------ EXCERPTED DATA ------

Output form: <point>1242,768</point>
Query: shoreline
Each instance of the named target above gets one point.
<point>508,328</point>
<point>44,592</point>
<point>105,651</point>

------
------ EXCERPTED DATA ------

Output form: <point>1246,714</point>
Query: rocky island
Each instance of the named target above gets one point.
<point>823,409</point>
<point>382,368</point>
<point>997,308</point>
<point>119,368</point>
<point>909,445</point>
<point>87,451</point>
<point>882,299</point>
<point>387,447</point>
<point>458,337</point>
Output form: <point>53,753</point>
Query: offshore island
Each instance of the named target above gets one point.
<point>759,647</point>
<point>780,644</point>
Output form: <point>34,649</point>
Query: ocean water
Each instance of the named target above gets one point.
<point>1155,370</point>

------
------ EXCERPTED DATA ------

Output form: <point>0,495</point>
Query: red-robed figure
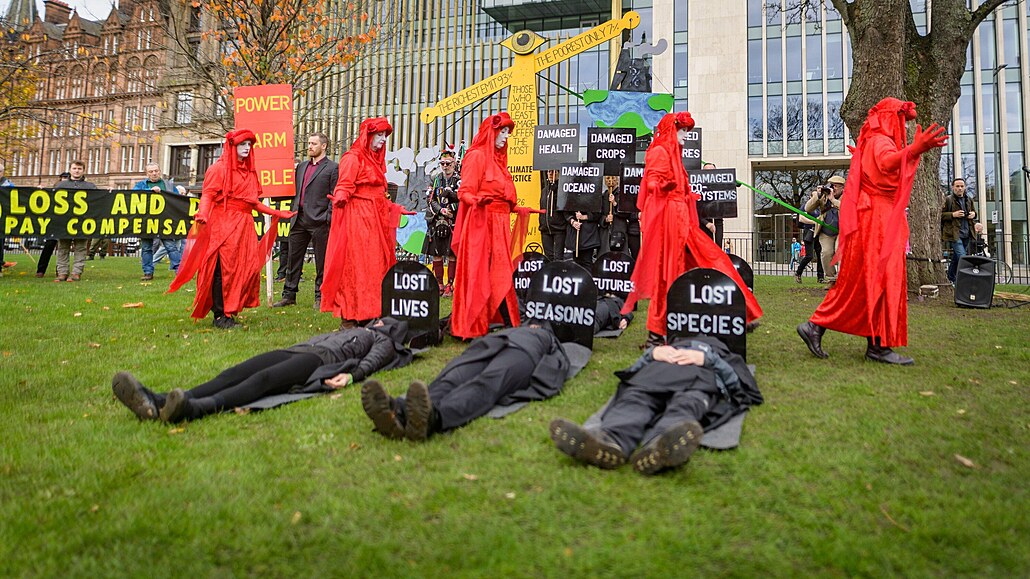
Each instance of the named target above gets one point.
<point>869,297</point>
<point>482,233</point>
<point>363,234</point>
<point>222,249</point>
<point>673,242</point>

------

Extract the lines of the entries above, copying them without any change, starting with the line that contains "Output form: <point>1246,714</point>" and going on through the line that contains "<point>1155,370</point>".

Output form: <point>1246,714</point>
Query: rocky island
Each instance of the named target above gets one point.
<point>823,409</point>
<point>382,368</point>
<point>997,308</point>
<point>119,368</point>
<point>909,445</point>
<point>87,451</point>
<point>882,299</point>
<point>387,447</point>
<point>458,337</point>
Output form: <point>53,753</point>
Query: offshore island
Each instance of the named target above gets one point.
<point>759,647</point>
<point>780,644</point>
Output form: <point>34,649</point>
Query: ocean water
Each instance of the named target above gets one point.
<point>1155,370</point>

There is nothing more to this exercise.